● **WHAT YOU HAVE TO DO**: Rewrite the stretch from the start of the records through the line containing "Now the bib", replacing "formatted like this" with "laid out as follows" and leaving everything else unchanged. Omit the pictures from your answer.

● **RAW DATA**:

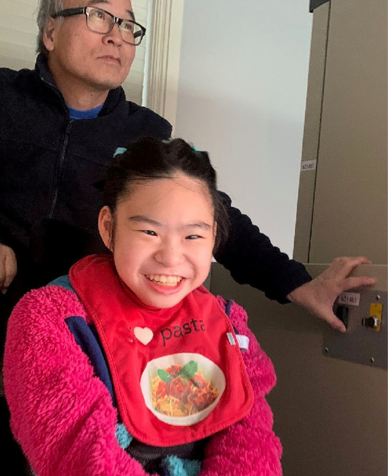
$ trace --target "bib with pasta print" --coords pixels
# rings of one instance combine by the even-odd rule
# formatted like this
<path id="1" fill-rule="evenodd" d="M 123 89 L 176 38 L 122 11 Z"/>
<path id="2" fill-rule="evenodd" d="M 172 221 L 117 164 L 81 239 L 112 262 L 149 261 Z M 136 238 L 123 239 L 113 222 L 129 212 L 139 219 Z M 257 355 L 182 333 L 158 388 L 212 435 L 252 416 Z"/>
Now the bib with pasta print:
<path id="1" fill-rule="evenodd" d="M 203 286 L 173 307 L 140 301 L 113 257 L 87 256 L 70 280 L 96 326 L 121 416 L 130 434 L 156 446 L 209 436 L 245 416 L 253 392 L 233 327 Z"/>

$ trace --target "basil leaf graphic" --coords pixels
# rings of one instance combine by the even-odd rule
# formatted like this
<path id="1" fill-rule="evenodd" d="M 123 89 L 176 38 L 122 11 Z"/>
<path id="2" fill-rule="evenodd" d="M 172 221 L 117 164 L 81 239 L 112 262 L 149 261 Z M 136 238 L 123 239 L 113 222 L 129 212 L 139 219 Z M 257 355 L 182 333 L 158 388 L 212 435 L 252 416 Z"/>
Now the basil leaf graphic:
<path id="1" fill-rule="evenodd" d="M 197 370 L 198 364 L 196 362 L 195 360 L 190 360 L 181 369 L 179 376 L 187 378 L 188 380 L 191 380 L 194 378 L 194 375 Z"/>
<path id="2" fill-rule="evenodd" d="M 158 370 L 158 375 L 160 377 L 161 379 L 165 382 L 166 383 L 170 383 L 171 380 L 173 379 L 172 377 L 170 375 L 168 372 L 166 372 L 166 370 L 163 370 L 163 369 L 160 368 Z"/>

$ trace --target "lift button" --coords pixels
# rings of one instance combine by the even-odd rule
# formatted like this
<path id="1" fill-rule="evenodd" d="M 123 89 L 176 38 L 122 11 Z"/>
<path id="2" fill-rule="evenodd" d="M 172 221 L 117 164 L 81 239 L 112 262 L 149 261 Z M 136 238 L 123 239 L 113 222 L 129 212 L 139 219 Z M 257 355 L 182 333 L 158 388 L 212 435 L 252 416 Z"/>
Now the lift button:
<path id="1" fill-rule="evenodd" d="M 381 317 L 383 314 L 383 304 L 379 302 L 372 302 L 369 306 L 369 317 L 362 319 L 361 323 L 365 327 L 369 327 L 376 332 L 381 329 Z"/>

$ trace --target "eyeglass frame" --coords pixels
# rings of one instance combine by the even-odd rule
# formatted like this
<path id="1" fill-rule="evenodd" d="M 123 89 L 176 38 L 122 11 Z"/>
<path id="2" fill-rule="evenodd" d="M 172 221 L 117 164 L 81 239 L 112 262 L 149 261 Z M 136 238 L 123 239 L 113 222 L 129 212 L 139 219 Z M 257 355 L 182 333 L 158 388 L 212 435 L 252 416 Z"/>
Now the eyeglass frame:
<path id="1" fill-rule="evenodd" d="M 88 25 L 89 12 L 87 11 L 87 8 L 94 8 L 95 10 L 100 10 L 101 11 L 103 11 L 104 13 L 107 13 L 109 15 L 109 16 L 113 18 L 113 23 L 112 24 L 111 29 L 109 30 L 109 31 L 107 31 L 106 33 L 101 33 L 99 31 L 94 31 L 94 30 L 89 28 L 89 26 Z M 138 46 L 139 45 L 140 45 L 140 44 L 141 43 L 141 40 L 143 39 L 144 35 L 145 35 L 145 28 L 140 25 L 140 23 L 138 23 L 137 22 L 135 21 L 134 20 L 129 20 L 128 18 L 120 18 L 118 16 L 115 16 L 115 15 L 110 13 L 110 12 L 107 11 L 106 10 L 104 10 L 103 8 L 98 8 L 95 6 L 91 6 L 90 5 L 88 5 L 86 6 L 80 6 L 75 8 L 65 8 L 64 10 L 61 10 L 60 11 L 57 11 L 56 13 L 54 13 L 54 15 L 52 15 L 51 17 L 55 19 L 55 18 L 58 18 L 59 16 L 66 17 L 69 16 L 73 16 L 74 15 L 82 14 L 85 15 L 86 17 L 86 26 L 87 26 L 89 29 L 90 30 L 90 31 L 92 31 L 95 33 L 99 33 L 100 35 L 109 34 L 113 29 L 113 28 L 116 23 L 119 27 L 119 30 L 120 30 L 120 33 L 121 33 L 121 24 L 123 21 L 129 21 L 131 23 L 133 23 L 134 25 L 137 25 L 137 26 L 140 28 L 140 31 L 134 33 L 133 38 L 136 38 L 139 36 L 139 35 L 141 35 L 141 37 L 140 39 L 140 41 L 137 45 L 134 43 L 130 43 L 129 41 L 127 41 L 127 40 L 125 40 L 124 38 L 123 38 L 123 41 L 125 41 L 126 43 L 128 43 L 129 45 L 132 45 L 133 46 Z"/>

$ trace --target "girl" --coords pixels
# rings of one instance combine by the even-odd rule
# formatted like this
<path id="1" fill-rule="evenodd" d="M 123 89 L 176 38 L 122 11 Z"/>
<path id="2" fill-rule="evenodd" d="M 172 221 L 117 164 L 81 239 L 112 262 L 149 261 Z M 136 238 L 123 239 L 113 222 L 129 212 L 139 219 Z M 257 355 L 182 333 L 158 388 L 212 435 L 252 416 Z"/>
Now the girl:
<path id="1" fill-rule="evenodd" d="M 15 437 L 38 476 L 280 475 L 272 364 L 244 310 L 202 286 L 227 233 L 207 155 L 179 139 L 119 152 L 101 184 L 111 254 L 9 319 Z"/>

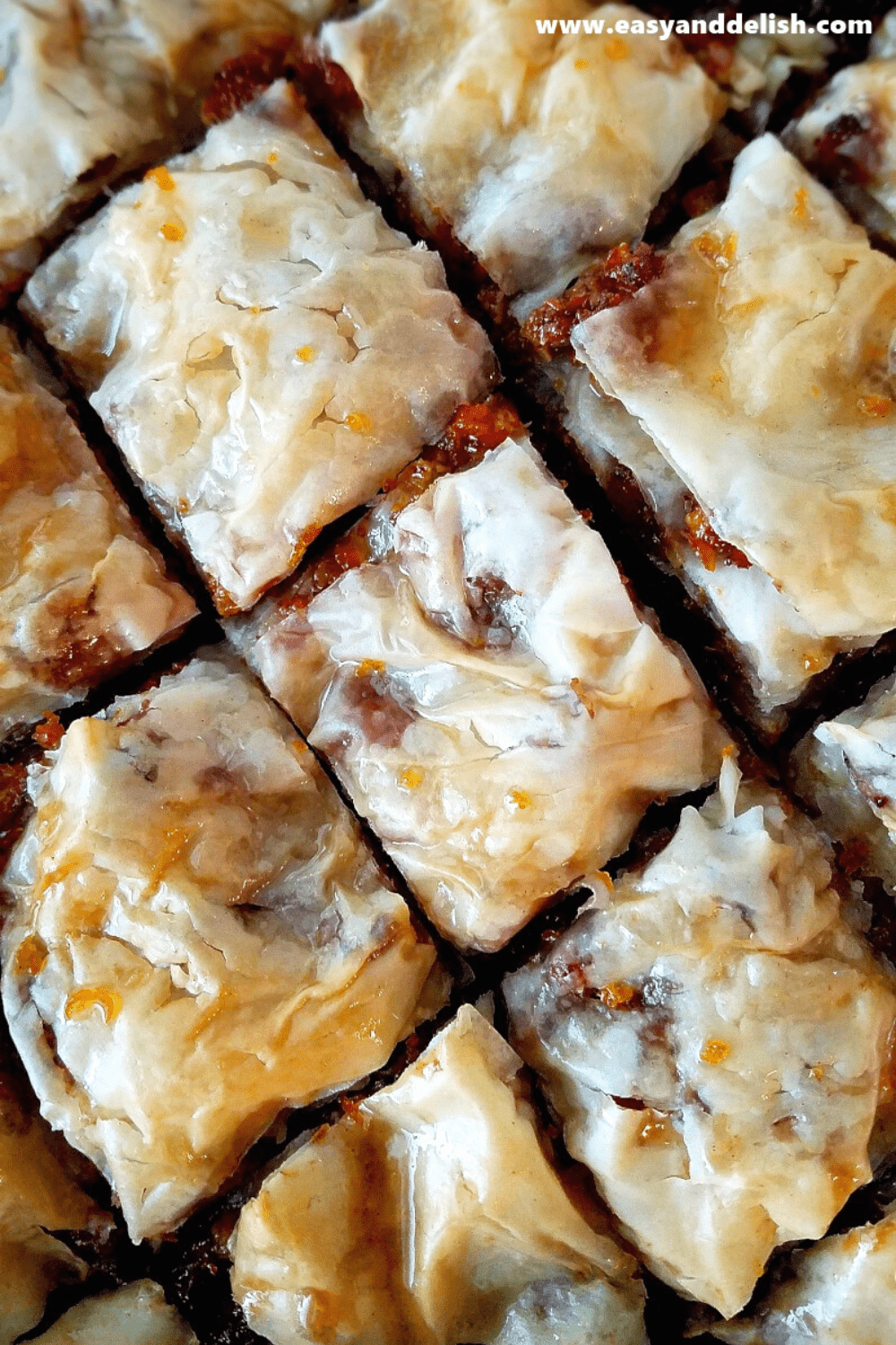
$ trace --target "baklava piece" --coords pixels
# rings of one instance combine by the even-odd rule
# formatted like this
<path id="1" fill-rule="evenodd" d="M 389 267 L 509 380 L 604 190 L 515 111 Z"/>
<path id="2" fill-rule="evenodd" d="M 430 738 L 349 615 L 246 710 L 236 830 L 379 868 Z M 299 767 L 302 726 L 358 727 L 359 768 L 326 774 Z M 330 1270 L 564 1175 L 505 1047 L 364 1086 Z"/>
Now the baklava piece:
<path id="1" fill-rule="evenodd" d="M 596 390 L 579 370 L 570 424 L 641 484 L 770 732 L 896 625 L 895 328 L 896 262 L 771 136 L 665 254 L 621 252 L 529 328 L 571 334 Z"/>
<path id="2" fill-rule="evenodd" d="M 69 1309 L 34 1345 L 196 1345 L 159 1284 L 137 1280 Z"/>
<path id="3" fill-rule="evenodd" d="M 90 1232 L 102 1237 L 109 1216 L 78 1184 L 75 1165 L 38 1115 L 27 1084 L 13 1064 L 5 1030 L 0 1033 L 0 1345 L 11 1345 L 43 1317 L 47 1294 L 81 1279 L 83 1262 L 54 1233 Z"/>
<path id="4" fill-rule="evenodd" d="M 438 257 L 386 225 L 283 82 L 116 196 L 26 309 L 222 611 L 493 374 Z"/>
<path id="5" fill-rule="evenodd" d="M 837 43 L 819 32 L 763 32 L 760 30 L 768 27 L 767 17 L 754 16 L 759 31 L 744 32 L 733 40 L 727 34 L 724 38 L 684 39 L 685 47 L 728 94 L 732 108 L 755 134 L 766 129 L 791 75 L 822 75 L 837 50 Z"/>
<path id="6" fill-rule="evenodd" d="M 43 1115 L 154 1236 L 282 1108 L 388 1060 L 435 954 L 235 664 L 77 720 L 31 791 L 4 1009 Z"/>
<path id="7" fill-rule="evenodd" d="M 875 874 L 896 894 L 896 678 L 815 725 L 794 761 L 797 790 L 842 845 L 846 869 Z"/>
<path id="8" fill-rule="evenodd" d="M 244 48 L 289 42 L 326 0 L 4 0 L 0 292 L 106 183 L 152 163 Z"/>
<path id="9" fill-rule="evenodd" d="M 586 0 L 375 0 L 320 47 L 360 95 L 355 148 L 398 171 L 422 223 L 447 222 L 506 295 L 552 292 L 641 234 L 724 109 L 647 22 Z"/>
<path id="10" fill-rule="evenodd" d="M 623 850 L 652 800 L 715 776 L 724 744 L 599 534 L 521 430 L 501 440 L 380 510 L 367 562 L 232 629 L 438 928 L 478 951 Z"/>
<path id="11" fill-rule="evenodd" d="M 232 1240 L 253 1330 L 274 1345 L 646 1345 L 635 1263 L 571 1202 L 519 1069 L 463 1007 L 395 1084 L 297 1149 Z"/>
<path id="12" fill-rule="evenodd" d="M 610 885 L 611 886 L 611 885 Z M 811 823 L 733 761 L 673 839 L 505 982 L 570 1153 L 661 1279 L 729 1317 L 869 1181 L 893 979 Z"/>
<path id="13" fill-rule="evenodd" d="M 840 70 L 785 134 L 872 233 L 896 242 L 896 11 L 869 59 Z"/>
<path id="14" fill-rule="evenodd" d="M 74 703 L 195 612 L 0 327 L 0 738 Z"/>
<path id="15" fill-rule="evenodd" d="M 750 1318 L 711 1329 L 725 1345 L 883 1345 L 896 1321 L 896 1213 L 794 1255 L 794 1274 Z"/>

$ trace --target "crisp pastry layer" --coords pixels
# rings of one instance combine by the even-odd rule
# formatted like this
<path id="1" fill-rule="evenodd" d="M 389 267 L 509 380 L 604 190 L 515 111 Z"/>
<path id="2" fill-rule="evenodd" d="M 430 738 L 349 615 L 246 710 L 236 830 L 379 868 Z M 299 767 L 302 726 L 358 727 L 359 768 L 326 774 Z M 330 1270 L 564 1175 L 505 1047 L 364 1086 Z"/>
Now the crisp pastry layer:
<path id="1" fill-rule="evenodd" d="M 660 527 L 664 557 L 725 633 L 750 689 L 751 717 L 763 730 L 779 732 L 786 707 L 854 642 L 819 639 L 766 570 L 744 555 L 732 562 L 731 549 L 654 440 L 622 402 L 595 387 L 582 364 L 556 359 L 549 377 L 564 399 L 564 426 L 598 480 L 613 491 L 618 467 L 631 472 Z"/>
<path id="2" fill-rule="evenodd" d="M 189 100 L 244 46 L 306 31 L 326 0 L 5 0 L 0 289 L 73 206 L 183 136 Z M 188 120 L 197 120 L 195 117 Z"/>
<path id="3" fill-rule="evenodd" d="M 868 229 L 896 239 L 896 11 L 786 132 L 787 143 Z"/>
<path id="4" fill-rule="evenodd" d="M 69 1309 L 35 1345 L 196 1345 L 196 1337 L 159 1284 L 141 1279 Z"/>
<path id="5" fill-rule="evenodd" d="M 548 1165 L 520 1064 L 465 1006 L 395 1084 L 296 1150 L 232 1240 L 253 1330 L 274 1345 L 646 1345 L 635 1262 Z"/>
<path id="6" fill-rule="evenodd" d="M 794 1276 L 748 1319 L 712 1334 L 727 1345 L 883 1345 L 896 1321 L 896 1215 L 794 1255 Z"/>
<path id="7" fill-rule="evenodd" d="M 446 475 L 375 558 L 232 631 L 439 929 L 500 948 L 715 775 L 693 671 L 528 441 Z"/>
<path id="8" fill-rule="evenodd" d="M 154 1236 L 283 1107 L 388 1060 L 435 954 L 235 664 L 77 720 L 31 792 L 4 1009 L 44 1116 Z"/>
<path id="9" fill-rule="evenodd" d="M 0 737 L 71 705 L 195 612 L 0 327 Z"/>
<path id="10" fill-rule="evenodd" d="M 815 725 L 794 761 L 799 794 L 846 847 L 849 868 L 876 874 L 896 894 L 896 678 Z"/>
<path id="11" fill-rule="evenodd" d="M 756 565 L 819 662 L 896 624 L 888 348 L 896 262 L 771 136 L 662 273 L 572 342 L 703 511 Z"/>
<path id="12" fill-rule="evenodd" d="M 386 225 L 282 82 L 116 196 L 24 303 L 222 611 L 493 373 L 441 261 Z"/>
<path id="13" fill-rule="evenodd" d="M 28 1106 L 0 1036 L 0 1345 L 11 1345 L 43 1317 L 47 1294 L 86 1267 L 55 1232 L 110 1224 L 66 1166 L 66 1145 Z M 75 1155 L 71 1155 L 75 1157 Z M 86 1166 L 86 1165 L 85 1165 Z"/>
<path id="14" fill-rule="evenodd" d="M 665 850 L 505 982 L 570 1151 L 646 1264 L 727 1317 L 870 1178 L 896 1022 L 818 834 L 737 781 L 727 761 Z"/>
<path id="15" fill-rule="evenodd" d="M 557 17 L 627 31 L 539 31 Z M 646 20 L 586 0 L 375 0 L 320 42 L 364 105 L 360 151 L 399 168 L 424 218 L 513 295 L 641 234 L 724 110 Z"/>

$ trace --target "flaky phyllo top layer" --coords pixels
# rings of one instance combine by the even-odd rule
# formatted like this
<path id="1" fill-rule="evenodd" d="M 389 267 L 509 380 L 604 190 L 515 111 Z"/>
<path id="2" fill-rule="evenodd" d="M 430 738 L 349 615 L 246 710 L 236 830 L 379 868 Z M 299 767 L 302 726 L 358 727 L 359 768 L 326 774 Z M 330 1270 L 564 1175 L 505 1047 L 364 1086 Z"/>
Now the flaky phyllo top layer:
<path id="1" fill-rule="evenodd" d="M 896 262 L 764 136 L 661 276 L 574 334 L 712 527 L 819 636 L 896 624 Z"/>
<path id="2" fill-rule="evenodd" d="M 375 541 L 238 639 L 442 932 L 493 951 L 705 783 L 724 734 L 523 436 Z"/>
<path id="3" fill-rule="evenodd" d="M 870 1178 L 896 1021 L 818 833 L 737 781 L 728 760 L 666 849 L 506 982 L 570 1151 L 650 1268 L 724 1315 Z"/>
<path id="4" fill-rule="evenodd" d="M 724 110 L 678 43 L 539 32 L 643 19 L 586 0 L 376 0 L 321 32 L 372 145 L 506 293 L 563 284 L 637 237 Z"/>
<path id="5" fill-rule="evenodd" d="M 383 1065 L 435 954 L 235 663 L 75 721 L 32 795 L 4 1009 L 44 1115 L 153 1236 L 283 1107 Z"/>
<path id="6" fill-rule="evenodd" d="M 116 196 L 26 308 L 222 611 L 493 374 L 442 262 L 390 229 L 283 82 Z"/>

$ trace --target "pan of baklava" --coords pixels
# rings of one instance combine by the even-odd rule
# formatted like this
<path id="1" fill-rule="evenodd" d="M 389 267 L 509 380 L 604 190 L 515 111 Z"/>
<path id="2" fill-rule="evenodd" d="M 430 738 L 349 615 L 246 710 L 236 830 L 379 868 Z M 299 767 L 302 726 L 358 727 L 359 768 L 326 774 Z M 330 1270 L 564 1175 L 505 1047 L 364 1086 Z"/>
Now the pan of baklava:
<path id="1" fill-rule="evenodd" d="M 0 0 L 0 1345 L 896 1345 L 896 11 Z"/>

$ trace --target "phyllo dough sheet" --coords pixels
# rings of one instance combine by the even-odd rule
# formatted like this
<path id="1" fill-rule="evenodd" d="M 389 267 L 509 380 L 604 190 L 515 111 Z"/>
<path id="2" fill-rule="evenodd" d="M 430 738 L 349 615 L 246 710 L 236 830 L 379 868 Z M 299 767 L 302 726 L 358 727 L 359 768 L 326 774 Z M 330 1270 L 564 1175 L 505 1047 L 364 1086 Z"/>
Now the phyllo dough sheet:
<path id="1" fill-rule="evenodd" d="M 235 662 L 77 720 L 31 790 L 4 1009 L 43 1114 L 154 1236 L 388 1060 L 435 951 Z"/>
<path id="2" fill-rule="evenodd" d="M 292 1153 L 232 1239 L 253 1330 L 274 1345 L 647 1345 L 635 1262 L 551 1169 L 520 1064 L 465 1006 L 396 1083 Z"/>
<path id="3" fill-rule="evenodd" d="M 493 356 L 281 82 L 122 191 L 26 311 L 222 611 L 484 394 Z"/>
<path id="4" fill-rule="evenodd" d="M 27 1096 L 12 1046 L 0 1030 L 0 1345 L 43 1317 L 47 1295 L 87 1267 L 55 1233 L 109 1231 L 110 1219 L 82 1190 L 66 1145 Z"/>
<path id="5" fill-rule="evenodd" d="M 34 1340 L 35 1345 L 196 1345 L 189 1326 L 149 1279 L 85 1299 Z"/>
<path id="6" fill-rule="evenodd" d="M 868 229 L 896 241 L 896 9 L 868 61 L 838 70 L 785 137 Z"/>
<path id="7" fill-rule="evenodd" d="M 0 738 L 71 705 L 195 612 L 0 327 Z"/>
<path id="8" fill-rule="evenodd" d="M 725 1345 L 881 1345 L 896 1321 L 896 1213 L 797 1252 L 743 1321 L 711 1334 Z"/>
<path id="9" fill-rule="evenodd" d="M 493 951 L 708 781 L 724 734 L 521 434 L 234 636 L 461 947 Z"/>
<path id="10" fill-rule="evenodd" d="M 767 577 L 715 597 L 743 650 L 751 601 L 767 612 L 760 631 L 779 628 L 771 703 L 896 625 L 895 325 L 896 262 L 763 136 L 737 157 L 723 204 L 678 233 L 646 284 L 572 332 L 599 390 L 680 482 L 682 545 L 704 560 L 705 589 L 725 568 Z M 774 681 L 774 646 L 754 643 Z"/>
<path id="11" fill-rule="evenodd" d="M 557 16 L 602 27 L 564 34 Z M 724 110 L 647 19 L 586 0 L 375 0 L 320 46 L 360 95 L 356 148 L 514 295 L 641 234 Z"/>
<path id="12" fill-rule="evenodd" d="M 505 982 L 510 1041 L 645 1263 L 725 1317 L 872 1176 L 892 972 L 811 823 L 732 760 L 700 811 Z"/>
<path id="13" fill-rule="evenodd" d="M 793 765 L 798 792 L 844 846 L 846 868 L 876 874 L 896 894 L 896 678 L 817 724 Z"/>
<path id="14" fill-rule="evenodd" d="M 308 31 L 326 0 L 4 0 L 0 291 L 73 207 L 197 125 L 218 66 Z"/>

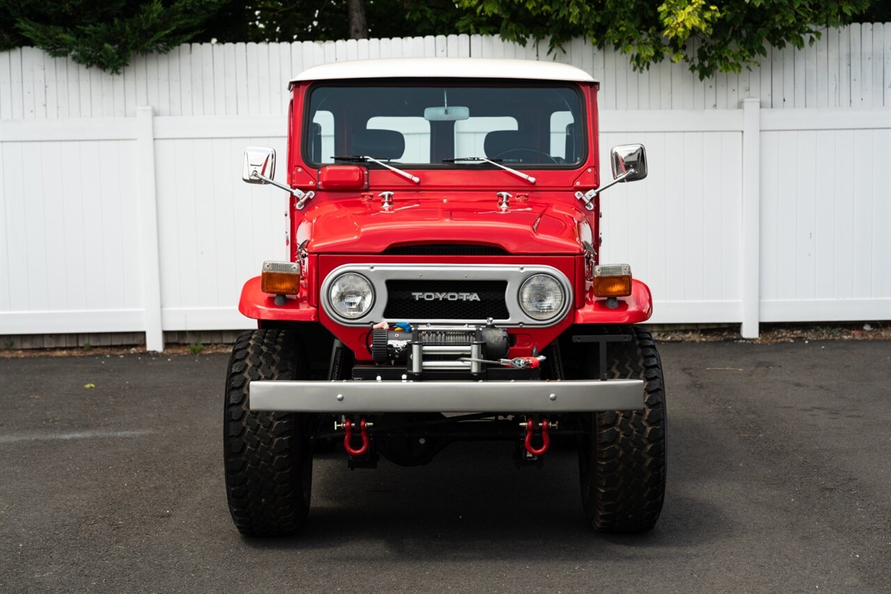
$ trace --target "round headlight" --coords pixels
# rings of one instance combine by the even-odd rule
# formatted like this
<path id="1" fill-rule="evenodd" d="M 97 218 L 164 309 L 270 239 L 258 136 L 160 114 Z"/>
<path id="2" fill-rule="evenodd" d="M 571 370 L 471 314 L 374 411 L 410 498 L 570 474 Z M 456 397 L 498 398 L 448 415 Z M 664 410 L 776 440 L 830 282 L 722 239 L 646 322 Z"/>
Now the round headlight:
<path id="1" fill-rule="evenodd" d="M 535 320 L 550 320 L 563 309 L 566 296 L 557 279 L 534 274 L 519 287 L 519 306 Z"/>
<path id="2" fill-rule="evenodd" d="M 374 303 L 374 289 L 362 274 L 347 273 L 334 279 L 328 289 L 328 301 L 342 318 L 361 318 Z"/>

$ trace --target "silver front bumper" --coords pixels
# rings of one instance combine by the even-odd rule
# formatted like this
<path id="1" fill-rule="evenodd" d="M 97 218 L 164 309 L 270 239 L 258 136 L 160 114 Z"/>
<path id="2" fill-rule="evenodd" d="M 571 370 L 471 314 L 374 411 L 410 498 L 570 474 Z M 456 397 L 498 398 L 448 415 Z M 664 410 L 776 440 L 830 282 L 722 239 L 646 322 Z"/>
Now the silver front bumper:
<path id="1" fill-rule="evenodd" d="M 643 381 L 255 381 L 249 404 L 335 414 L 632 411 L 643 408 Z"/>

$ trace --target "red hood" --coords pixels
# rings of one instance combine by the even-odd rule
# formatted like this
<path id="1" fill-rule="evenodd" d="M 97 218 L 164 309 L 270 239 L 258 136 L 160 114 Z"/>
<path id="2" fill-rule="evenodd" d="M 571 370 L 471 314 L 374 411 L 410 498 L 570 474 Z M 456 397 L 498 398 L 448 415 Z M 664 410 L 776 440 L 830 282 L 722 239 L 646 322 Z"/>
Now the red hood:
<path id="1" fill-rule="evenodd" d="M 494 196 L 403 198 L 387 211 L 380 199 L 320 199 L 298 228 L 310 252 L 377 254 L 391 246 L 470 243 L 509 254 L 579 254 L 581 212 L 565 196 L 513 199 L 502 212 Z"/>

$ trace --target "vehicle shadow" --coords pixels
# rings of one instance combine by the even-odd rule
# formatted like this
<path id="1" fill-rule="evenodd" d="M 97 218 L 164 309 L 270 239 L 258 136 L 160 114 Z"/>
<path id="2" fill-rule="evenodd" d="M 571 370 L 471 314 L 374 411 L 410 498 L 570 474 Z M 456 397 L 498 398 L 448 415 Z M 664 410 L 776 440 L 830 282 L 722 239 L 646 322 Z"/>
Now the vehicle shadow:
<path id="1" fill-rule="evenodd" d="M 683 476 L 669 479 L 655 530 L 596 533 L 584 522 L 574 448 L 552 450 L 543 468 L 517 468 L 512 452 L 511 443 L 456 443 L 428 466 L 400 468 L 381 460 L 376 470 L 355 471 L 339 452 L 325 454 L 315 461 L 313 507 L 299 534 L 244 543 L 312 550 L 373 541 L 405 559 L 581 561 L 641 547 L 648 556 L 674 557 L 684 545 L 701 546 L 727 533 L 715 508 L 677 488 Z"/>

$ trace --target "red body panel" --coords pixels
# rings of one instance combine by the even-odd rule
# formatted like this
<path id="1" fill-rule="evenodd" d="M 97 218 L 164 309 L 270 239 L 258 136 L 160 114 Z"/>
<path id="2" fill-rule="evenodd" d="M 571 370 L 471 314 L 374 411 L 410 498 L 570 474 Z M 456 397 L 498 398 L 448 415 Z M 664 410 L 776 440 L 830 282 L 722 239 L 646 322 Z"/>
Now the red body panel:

● **COMPLETED EXERCISE**:
$ trace --target "bib with pasta print" --coords pixels
# rings of one instance combine by the even-odd rule
# laid out as follows
<path id="1" fill-rule="evenodd" d="M 123 89 L 176 38 L 122 11 Z"/>
<path id="2" fill-rule="evenodd" d="M 172 221 L 117 164 L 81 239 L 112 262 L 149 261 Z M 136 238 L 123 239 L 113 222 L 129 212 L 139 219 Z M 257 355 L 182 333 L 158 388 L 212 435 L 252 416 Z"/>
Now the bib with pasta print:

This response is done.